SOURCE EXTRACT:
>> BEGIN

Who’s Afraid of Community Control?
by Erica Caines | Originally Published Thursday – March 10, 2022 on Hood Communist
Over the last year, in response to right-wing reactionaries, Critical Race Theory (CRT) has been centered as the primary fight for Africans in the U.S. From state to state, legislation has been passed to ban books written by Africans that detail the U.S’ racial history. As such, the discussion on the education of African children has been put front and center while the reality of how African children are taught in U.S colonial schools is obfuscated.
As with many things, conversations on CRT are being led by reactions to the right-wing so many don’t have a clear understanding of what CRT is. As Dr. Charisse Burden Stelly has noted, “[CRT] just means everything and nothing. Like communism, like radicalism, like ANTIFA, critical race theory is just another boogey[man].” Although wildly depicted by people like Candace Owens as “ the new Jim Crow,” CRTs examination of race has origins in assessing white supremacy and the law.

>> END

TASK:
In the piece on Critical Race Theory, copy the passage starting at "by Erica Caines" and ending at "schools is obfuscated.". Nothing in the listing is needed here.

RAW DATA:
>> BEGIN

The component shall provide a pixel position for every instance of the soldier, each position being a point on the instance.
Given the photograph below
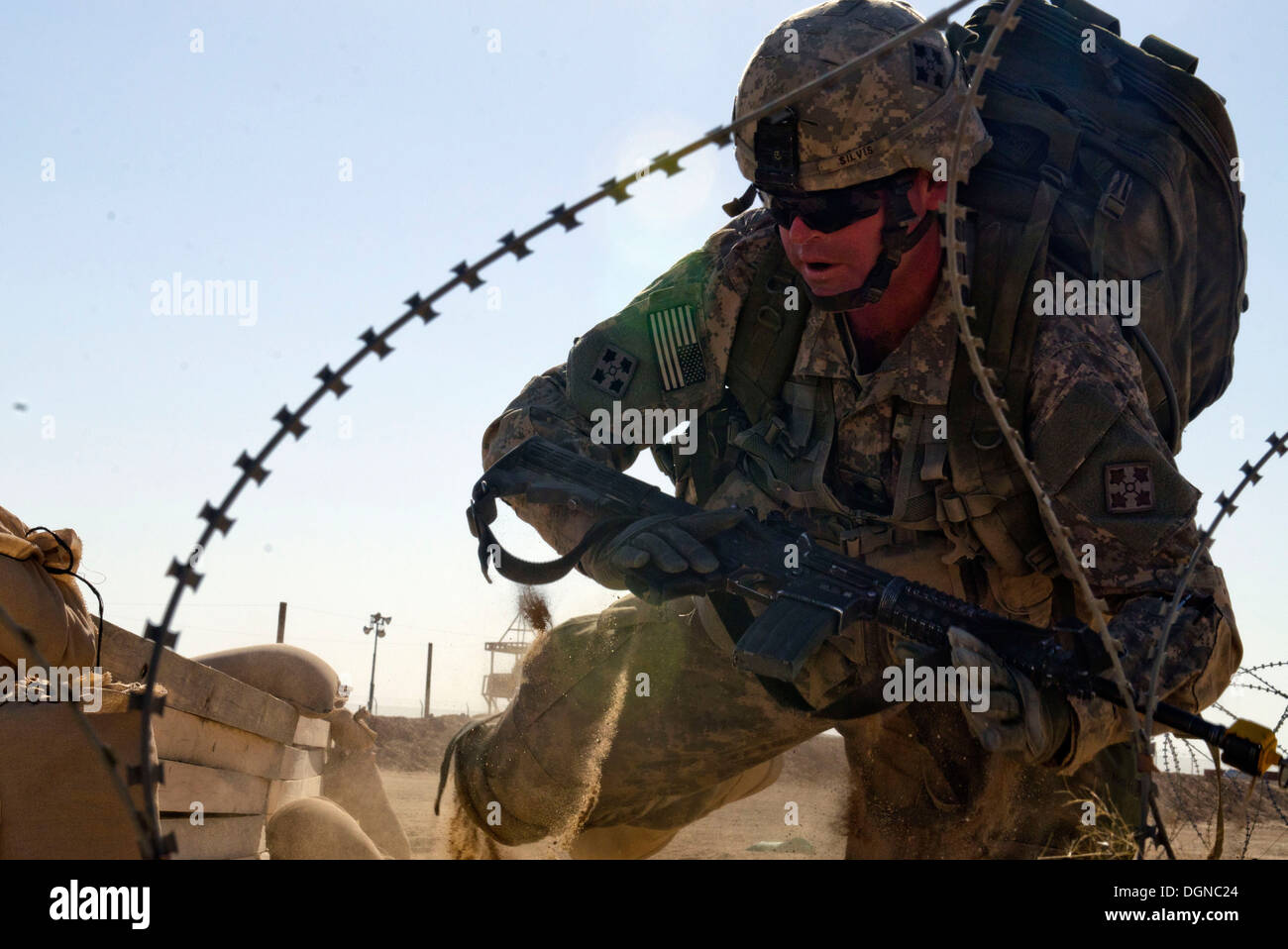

>> END

TASK OUTPUT:
by Erica Caines | Originally Published Thursday – March 10, 2022 on Hood Communist
Over the last year, in response to right-wing reactionaries, Critical Race Theory (CRT) has been centered as the primary fight for Africans in the U.S. From state to state, legislation has been passed to ban books written by Africans that detail the U.S’ racial history. As such, the discussion on the education of African children has been put front and center while the reality of how African children are taught in U.S colonial schools is obfuscated.